**Coordinate labeling data**
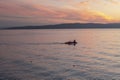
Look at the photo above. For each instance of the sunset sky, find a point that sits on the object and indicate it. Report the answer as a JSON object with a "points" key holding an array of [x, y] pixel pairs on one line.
{"points": [[44, 12]]}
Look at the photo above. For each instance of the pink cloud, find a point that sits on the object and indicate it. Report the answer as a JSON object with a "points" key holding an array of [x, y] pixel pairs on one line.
{"points": [[46, 14]]}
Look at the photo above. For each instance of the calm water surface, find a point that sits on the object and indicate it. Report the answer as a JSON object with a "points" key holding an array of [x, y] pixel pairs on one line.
{"points": [[40, 54]]}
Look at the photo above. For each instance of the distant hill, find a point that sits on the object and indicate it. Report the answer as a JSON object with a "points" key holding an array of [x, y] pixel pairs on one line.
{"points": [[70, 26]]}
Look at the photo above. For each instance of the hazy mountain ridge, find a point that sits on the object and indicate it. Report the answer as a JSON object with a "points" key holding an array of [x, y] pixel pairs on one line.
{"points": [[70, 26]]}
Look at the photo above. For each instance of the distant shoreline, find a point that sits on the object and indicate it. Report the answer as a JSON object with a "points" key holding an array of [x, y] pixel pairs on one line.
{"points": [[69, 26]]}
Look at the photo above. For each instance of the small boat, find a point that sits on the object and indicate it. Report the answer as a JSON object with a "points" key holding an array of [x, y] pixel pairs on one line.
{"points": [[71, 42]]}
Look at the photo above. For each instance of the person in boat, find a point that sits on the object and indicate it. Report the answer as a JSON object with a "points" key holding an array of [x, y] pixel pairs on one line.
{"points": [[71, 42]]}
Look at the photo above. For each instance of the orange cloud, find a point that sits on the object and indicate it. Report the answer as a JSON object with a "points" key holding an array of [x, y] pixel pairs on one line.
{"points": [[38, 13]]}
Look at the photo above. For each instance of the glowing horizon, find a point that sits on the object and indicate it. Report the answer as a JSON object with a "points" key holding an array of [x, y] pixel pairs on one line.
{"points": [[43, 12]]}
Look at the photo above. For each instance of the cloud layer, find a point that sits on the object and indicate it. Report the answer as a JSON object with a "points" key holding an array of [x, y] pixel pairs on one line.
{"points": [[33, 13]]}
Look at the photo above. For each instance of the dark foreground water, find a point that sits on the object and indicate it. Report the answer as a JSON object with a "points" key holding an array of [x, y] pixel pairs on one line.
{"points": [[40, 54]]}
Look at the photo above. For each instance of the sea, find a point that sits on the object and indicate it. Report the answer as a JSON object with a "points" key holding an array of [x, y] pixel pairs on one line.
{"points": [[40, 54]]}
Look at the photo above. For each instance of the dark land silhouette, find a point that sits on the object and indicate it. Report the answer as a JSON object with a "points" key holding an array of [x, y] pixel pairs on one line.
{"points": [[70, 26]]}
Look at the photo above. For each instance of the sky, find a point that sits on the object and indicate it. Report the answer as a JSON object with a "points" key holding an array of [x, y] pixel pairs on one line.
{"points": [[44, 12]]}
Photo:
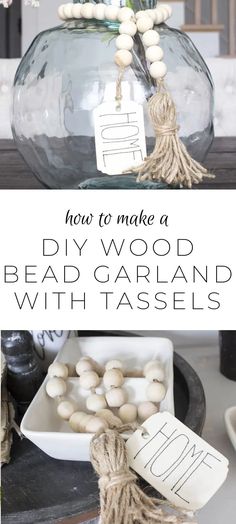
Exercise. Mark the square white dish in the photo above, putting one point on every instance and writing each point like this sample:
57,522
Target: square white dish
41,423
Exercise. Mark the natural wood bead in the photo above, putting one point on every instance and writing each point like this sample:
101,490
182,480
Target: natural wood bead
67,9
65,409
114,364
84,364
125,14
123,58
89,380
128,413
87,10
95,402
111,12
116,397
76,10
78,421
154,53
113,378
151,37
109,417
58,369
156,392
99,11
55,387
146,409
95,424
124,42
128,28
144,23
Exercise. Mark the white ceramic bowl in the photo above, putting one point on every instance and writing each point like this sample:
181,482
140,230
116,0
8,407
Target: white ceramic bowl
41,423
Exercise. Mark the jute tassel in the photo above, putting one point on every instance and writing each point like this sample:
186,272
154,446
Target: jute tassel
121,499
170,161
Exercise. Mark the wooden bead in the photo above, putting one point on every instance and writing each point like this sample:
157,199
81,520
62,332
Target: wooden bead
128,413
124,42
99,11
109,417
96,402
113,378
116,397
58,369
144,23
125,14
123,58
65,409
114,364
156,392
95,424
78,421
87,10
111,12
55,387
76,10
128,28
84,364
150,37
154,53
67,9
89,380
146,409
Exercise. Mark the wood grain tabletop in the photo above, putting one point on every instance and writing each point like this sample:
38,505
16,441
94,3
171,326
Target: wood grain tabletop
221,160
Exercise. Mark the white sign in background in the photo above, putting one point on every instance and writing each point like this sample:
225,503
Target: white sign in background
152,284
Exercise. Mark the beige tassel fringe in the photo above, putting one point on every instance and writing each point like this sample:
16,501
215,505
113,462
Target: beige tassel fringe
170,161
121,499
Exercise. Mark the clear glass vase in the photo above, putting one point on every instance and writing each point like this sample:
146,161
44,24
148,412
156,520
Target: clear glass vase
64,76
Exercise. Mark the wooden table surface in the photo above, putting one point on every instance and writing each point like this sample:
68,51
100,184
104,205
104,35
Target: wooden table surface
221,160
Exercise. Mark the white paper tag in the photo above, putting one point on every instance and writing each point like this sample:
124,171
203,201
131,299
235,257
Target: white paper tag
179,464
119,136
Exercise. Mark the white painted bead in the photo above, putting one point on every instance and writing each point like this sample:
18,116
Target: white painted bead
123,58
96,424
128,28
96,402
109,417
146,409
76,10
67,9
60,12
78,421
65,409
55,387
155,373
113,378
84,364
124,42
144,23
111,12
156,392
87,10
151,37
128,413
158,70
125,14
114,364
58,369
99,11
116,397
89,380
154,53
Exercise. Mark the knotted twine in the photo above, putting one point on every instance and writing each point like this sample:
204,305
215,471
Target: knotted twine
121,500
170,161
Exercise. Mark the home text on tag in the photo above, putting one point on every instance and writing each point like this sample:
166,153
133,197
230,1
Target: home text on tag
119,137
176,462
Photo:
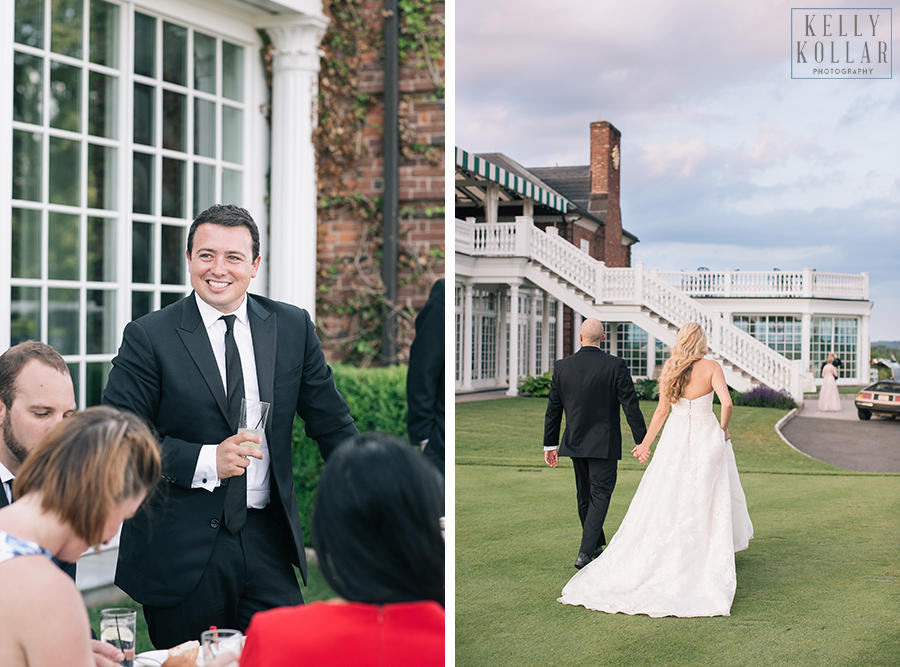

**EXERCISE INSTRUCTIONS**
Show every line of the records that contains the word "glass".

**TASK OUTPUT**
Exercise. Mark the clear glass vase in the photo above, putting one point on every instance and writing each point like this sample:
Target: clear glass vase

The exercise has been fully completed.